====== DATASET RECORDS

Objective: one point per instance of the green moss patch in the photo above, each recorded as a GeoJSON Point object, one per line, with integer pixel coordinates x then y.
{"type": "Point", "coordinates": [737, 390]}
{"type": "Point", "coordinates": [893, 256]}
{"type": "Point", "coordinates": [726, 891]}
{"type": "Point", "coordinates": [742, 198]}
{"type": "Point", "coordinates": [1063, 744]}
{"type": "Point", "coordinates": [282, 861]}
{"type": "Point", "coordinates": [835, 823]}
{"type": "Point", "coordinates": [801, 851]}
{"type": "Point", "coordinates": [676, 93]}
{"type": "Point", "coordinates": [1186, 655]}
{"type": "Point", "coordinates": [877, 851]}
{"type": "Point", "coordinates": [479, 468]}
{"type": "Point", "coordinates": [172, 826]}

============

→ GOAL
Revise the records so that "green moss patch" becomes "clump of moss", keeping every other word and value the same.

→ WRITTEN ANSWER
Objective: one point per instance of the clump of moss in the photo above, each recorded as a GeoJSON Point object, one per line, with integer pixel coordinates x then y.
{"type": "Point", "coordinates": [737, 390]}
{"type": "Point", "coordinates": [893, 256]}
{"type": "Point", "coordinates": [726, 891]}
{"type": "Point", "coordinates": [742, 198]}
{"type": "Point", "coordinates": [1063, 744]}
{"type": "Point", "coordinates": [282, 861]}
{"type": "Point", "coordinates": [835, 823]}
{"type": "Point", "coordinates": [801, 851]}
{"type": "Point", "coordinates": [676, 93]}
{"type": "Point", "coordinates": [1186, 655]}
{"type": "Point", "coordinates": [877, 851]}
{"type": "Point", "coordinates": [479, 468]}
{"type": "Point", "coordinates": [172, 826]}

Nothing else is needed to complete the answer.